begin Source records

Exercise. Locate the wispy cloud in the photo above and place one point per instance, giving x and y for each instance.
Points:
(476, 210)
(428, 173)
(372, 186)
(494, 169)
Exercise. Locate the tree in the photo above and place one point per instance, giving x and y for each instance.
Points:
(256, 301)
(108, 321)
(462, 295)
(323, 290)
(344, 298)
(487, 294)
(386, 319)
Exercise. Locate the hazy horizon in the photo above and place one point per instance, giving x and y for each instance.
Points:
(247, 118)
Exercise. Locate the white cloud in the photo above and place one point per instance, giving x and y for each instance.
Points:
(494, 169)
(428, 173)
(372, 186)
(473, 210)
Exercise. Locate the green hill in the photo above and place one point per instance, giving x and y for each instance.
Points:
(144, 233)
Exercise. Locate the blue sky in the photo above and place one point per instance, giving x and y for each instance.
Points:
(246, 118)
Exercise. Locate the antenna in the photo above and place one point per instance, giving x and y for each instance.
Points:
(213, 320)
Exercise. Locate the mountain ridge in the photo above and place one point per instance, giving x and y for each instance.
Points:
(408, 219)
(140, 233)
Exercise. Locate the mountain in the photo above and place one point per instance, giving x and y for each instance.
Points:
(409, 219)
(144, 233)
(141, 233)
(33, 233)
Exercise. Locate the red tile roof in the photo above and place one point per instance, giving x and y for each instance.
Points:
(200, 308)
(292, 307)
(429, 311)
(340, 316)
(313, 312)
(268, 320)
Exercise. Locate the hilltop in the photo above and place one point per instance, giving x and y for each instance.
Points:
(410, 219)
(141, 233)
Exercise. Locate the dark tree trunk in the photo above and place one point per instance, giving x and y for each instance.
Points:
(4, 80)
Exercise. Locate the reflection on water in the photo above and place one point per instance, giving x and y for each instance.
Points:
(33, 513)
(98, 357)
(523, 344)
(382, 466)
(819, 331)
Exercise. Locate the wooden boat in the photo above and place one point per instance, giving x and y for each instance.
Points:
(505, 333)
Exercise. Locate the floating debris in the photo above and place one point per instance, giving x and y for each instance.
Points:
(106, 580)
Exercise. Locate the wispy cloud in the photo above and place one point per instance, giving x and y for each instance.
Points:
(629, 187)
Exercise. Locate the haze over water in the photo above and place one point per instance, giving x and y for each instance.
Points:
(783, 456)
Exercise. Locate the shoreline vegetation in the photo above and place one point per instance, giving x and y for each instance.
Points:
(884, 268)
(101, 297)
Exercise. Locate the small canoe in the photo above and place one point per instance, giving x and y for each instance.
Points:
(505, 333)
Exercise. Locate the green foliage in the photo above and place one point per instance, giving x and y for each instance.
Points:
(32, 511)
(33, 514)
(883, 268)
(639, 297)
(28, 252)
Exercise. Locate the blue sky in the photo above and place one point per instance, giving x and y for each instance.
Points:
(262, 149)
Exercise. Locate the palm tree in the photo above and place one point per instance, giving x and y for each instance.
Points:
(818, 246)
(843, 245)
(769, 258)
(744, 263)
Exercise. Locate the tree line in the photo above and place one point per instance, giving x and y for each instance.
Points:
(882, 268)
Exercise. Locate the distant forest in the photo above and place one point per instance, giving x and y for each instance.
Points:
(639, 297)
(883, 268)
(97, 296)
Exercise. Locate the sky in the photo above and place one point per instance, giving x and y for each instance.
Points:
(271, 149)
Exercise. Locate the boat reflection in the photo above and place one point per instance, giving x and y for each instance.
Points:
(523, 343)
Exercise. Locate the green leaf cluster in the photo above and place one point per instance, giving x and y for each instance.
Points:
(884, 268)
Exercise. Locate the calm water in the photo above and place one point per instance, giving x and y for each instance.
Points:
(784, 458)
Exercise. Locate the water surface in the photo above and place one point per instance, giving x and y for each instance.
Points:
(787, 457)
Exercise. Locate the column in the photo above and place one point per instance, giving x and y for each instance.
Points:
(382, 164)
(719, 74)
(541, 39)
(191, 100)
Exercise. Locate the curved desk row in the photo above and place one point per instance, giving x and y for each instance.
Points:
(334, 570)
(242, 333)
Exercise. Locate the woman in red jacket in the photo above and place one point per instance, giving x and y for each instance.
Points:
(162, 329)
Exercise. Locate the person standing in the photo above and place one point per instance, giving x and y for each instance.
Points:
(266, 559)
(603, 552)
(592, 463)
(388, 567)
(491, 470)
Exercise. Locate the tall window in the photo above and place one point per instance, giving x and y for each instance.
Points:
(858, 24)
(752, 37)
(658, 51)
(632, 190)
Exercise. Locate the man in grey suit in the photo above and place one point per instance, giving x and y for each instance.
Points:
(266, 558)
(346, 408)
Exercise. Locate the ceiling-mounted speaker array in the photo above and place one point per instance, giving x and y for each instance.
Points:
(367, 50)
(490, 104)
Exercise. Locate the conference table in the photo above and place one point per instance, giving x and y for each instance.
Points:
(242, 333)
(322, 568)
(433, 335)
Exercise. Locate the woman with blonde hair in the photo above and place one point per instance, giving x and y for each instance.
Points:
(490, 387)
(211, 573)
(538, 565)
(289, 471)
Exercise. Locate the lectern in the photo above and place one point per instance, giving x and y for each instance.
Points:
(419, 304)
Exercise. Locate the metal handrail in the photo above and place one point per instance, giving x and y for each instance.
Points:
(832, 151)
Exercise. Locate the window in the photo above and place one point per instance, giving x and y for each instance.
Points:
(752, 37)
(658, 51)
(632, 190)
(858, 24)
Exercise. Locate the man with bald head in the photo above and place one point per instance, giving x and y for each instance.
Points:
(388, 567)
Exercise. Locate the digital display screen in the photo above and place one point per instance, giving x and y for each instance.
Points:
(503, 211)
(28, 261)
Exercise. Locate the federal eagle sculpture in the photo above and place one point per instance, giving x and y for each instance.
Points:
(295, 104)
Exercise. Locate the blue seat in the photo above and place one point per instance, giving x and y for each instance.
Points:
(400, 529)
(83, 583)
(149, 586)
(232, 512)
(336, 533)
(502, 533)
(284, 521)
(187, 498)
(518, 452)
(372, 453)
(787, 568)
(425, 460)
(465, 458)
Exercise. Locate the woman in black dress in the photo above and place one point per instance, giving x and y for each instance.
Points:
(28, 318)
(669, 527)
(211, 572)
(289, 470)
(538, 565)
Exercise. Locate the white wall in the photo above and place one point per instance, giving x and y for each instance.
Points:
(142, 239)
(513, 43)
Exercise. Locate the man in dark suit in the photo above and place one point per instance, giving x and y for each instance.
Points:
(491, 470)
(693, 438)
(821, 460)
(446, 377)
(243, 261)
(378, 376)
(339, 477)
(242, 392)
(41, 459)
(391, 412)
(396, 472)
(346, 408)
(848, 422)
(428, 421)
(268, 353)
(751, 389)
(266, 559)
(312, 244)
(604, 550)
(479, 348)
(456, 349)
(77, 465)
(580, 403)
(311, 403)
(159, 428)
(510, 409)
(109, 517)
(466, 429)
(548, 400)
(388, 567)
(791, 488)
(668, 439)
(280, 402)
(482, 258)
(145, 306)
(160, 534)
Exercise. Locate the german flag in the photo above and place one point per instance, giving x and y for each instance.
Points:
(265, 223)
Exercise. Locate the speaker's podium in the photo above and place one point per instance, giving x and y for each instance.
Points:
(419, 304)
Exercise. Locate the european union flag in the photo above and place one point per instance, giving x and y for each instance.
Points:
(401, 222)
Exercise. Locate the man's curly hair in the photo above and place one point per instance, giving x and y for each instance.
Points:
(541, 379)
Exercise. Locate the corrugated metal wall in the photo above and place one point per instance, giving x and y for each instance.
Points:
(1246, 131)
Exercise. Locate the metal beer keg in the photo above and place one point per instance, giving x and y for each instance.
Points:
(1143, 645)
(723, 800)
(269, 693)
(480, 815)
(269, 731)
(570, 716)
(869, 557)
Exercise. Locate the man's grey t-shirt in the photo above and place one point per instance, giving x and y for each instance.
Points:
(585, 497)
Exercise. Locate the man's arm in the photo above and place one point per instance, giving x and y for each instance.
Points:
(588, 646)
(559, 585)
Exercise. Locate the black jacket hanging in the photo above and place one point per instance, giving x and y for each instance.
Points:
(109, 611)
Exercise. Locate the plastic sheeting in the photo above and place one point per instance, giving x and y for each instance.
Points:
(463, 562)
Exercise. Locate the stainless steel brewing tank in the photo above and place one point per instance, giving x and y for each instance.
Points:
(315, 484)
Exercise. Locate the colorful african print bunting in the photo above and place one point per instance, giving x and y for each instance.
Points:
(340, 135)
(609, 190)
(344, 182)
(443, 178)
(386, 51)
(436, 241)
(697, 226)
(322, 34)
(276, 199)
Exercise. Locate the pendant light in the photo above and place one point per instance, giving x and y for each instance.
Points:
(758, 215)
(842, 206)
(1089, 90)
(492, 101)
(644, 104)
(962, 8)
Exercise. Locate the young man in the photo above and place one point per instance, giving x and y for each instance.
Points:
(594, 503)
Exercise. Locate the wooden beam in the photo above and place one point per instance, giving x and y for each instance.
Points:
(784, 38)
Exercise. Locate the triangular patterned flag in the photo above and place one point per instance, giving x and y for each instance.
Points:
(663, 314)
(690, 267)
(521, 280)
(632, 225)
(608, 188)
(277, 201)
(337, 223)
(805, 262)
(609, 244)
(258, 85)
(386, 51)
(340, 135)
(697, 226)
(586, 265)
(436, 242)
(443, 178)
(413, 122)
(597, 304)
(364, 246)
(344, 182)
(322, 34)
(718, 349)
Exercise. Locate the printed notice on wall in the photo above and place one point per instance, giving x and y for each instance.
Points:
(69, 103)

end Source records

Rewrite the items starting at the line that contains "Exercise. Locate the corrugated" and ending at the line that contains "(1246, 131)" as a numbered list, leaving out any blank lines.

Answer for the task —
1. Exercise. Locate the corrugated metal wall in the photo above and place one point per instance, giving x and y for each instance.
2. Points:
3. (1246, 131)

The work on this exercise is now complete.